From where I sit this is not that different from going to Harvard for a credential. Or network. It is just a wasted potential.

And it is sad. For Harvard. Edit: Or society as a whole. I am not sure now.

Ok. I am going to stop here. It is 3am and I clearly typed too much.

It's a race to the bottom, though. Why should the humans waste their time reading through AI-generated slop that took 11ms to generate, when it can take an hour or more to manually review it?
To be fair, using humans to spend time sifting through AI slop determining what is and isn't AI generated is not a fight that the humans are going to win.
It's truly a race to the bottom.
How are you verifying you're correct? How do you know you're not finding false positives?
Have you tried reading AI-generated code? Most of the time it's painfully obvious, so long as the snippet isn't short and trivial.
To me it is not obvious. I work with junior level devs and have seen a lot of non-AI junior level code.
You mean, you work with devs who are using AI to generate their code.
I saw a lot of unbelievably bad code when I was teaching in university. I doubt that my undergrad students who couldn't code had access to LLMs in 2011.
Not saying where, but well before transformers were invented, I saw an iOS project that had huge chunks of uncompiled Symbian code in the project "for reference", an entire pantheon of God classes, entire files duplicated rather than changing access modifiers, 1000 lines inside an always true if block, and 20% of the 120,000 lines were:

//

And no, those were not generally followed by a real comment.

And yet, I have an unfortunately clear mental picture of the human that did this. In itself, that is a very specific coding style. I don't imagine an LLM would do that. Chat would instead take a couple of the methods from the Symbian codebase and use them where they didn't exist. The God classes would merely be mined for more non-existent functions. The true if block would become a function. And the # lines would have comments on them. Useless comments, but there would be text following every last one of them. Totally different styles.
Actually some of us have been in the industry for more than 22 months.
> For a human who deals with student work or reads job applications spotting AI generated work quickly becomes trivially easy

So far. Unless there is a new generation of teachers who are no longer able to learn on non-AI generated texts because all they get is grammatically corrected by AI for example...

Even I am using Grammarly here (as being non-native), but I usually tend to ignore it, because it removes all my "spoken" style, or at least what I think is a "spoken style"

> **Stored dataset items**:
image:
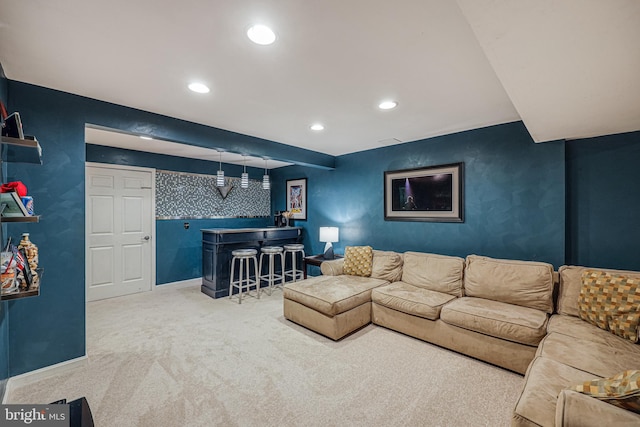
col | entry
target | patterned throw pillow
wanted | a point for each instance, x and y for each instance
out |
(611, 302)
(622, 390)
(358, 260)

--

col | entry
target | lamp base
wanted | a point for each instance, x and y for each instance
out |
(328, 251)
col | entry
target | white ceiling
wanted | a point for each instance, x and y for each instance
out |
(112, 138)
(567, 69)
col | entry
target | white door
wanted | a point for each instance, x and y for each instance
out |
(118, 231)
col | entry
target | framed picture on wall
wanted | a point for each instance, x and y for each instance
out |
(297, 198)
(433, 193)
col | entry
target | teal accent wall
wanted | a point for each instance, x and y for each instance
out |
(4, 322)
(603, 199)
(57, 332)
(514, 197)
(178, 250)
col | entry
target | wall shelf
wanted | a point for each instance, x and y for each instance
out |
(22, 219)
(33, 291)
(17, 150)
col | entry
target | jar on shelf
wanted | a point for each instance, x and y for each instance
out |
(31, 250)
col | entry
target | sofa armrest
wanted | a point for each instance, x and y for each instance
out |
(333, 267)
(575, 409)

...

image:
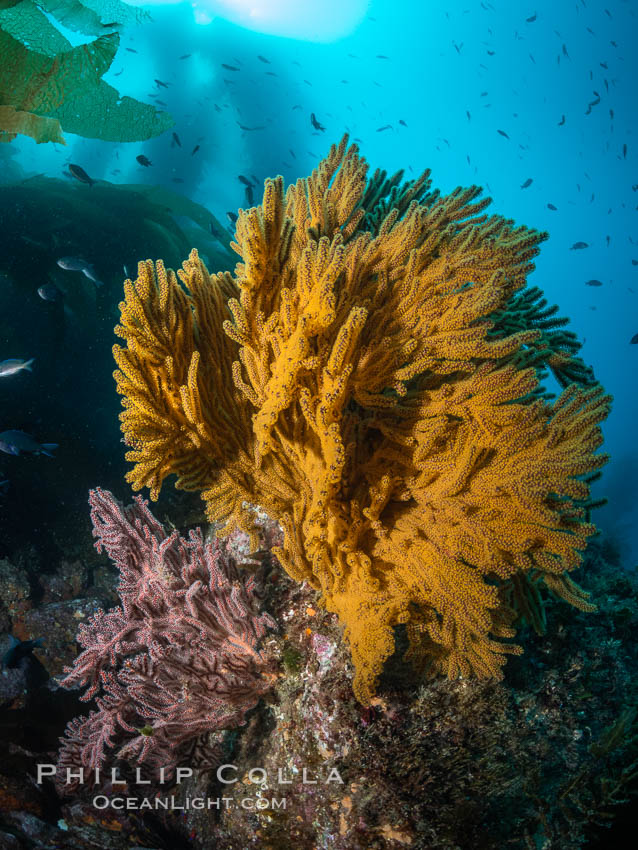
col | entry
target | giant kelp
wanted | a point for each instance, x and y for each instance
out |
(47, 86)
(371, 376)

> **What you will do**:
A - Translate this sentence from the discussion about spotting AI-generated work into Spanish: "I saw a lot of unbelievably bad code when I was teaching in university."
B - Continue the discussion about spotting AI-generated work from its last sentence.
The data has no connection to the discussion about spotting AI-generated work.

> **Answers for each item**:
A - Vi muchísimo código increíblemente malo cuando daba clases en la universidad.

B -
It definitely flattens your style.
Students who use the "word of the week" can easily explain it by saying they used an AI in their studies.

"You asked us to write an essay on the Civil War. The first thing I did was ask an AI to explain it to me, and I asked the AI some follow-up questions. Then I did some research using other sources and wrote my paper."

It might even be a true story, and in such a case it's not surprising that the student would repeat words they encountered while studying.

One course I took actually provided students with the output of the plagiarism detector. It was great at correctly identifying where I had directly quoted (and attributed) a source.

It would also identify random 5-6 word phrases and attribute them to different random texts on completely different topics where those same 5 words happened to appear.

  For a human who deals with student work or reads job applications spotting AI generated work quickly becomes trivially easy.
When evaluating job applications we don't have ground truth labels, so we cannot possibly know the precision or recall of our classification.
The ones that are easy to spot are easy to spot. You have no idea how much AI-generated work you didn't spot, because you didn't spot it.
> trivially easy

That’s the problem. It is trivially easy, 99% of the time. But that misses the entire point of the article.

If I got 99% on an exam I’d say that was trivially easy. But making one mistake in a hundred is not ok when it’s someone else’s livelihood.

What are you asking your applicants to do that LLM use is a problem? I see no issue with having a machine compile one’s history into a resume. Is their purpose statement not original enough /s?